→ INSTRUCTIONS TO FOLLOW: Copy the lines from the one containing "the wooden coaster." through the one containing "(1024, 319)", substituting "crimson liquid" for "dark red liquid" and leaving everything else unchanged.

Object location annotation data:
* * * * *

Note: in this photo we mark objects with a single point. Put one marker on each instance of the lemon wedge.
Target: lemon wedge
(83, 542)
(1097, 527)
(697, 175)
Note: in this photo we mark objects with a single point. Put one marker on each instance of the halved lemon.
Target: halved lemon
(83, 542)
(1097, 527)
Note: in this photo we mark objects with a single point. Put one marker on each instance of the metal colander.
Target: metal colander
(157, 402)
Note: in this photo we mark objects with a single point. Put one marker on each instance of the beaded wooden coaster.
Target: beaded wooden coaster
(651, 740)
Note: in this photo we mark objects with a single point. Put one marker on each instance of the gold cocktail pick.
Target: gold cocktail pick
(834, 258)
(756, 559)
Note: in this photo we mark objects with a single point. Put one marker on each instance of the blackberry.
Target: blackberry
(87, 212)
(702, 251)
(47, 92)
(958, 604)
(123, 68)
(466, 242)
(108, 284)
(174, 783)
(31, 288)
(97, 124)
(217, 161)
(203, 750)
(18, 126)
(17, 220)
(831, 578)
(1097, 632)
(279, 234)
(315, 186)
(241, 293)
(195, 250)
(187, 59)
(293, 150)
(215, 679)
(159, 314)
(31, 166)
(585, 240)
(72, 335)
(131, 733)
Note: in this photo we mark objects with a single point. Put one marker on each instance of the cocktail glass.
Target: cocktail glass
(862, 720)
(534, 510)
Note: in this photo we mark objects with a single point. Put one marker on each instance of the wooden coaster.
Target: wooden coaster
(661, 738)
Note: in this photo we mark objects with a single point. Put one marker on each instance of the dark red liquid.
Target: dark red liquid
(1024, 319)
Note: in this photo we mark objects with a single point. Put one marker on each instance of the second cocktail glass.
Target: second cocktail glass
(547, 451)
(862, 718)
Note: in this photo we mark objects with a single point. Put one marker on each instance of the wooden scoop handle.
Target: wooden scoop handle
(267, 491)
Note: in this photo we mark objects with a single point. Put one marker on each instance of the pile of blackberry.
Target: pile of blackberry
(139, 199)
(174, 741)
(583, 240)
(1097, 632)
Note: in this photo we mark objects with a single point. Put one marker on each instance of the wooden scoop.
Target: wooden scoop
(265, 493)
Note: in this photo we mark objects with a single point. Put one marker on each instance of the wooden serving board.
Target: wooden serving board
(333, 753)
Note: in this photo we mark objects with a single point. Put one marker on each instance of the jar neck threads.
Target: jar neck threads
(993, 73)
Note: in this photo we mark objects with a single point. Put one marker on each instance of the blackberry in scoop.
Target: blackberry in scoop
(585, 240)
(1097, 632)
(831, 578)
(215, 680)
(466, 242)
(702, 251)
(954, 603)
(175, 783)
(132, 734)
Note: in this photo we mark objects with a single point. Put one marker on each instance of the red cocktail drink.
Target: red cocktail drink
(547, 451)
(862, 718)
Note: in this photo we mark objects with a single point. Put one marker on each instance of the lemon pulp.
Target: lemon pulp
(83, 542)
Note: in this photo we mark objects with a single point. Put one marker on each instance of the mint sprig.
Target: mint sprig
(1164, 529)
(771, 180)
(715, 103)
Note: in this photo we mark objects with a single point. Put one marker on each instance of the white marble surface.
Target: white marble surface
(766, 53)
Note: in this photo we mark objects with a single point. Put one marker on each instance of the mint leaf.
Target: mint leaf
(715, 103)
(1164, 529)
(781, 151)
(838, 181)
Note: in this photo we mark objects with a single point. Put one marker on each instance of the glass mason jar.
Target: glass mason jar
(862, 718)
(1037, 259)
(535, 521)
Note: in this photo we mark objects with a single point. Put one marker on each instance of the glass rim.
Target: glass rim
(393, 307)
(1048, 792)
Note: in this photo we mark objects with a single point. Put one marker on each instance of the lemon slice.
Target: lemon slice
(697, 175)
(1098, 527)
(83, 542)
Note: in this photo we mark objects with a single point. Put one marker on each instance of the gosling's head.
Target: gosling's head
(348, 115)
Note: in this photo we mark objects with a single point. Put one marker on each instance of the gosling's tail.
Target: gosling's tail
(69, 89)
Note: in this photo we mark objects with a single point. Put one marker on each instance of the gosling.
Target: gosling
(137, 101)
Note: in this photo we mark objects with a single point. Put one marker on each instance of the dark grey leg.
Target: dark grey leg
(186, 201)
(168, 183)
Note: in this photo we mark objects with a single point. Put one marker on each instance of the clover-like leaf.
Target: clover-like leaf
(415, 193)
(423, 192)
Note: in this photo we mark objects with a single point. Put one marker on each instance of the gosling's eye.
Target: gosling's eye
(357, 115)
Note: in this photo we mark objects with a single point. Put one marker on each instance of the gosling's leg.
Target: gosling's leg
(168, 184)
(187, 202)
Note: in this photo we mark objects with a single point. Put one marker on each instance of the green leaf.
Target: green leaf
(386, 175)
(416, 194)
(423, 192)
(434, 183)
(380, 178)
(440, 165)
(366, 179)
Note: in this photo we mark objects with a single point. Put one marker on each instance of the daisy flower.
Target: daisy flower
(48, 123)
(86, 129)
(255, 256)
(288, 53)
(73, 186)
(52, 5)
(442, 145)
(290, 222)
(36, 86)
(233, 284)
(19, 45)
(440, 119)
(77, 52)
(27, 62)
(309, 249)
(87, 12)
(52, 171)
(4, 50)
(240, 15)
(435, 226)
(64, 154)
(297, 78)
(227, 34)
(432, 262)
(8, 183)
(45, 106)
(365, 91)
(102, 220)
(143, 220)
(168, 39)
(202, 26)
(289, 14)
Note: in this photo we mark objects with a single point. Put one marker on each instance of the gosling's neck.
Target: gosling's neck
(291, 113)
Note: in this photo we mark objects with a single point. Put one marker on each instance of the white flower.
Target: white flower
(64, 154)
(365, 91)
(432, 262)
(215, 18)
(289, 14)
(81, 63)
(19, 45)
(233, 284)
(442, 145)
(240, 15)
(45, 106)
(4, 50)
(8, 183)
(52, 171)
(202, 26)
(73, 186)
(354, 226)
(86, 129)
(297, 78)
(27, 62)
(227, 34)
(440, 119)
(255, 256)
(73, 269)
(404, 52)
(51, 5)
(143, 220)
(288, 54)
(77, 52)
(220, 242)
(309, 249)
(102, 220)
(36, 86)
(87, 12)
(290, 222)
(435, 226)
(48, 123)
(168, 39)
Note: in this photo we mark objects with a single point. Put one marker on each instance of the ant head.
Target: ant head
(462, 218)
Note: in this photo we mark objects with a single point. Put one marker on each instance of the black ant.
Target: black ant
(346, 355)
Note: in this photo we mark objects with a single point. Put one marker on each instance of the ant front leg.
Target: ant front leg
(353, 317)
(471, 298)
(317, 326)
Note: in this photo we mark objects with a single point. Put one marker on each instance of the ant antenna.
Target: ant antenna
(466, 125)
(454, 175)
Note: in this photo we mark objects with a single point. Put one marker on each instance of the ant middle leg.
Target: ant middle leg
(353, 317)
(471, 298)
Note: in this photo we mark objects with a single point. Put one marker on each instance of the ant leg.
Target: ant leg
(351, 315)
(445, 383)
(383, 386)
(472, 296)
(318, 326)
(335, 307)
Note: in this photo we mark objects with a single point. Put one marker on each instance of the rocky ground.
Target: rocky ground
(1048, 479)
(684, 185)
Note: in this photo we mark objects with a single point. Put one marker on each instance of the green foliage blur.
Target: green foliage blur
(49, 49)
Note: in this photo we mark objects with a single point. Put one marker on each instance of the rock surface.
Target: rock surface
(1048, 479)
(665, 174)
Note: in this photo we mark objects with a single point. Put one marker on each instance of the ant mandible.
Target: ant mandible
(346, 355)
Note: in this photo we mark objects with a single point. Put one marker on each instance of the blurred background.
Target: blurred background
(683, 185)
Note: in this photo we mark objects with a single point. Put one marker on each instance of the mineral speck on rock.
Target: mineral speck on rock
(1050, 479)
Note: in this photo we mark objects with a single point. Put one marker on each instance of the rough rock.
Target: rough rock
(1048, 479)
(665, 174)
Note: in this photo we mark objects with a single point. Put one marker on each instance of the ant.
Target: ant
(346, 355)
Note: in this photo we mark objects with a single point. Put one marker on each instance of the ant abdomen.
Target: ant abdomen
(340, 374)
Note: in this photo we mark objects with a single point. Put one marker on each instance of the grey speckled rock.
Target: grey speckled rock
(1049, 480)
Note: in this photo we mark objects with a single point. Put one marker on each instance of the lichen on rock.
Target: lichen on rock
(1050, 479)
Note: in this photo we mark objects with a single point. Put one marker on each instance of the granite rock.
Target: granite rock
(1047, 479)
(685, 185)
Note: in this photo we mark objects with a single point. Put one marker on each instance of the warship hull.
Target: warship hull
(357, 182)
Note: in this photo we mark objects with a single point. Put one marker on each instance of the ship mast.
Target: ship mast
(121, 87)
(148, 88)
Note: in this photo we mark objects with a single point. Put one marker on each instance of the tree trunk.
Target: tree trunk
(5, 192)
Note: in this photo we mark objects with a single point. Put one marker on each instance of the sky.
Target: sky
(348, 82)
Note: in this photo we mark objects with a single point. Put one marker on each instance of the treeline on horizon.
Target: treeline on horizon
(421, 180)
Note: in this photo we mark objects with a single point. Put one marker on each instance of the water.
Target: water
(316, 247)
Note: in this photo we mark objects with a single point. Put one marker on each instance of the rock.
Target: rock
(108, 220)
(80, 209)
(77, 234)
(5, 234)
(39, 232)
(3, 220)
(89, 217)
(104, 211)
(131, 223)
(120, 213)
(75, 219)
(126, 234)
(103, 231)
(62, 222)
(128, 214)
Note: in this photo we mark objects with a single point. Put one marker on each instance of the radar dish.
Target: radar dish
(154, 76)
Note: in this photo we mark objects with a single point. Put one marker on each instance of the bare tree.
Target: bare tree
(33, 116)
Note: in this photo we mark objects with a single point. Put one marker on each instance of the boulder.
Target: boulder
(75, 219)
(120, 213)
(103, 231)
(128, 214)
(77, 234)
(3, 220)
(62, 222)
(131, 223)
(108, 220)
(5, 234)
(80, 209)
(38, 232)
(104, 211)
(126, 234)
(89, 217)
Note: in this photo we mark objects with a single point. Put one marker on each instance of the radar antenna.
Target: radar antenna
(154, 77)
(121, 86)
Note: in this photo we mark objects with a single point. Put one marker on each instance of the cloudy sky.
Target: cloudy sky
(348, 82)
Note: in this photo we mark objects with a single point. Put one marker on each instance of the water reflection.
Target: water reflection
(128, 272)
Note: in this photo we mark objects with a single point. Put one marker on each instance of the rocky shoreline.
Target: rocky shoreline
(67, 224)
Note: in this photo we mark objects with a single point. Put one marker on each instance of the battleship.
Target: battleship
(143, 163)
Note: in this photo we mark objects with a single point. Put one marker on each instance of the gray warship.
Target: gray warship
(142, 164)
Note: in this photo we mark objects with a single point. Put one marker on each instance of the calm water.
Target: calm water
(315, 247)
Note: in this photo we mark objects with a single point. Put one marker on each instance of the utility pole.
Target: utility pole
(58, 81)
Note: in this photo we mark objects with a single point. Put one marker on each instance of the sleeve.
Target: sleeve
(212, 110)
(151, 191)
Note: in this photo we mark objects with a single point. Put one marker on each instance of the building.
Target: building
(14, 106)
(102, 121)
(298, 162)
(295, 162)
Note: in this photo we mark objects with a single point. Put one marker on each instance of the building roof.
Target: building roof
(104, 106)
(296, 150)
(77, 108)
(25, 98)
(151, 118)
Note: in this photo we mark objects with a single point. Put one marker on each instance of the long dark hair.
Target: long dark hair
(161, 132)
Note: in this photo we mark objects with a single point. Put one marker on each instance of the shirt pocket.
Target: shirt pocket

* * * * *

→ EXPECTED ANSWER:
Note: in this photo we mark objects with a single point. Put one marker on each instance of the wooden coaster.
Target: wooden coaster
(661, 738)
Note: in this photo we mark objects with a single point. Put one marker on each instance of the crimson liquid.
Target: crimson liquid
(1024, 319)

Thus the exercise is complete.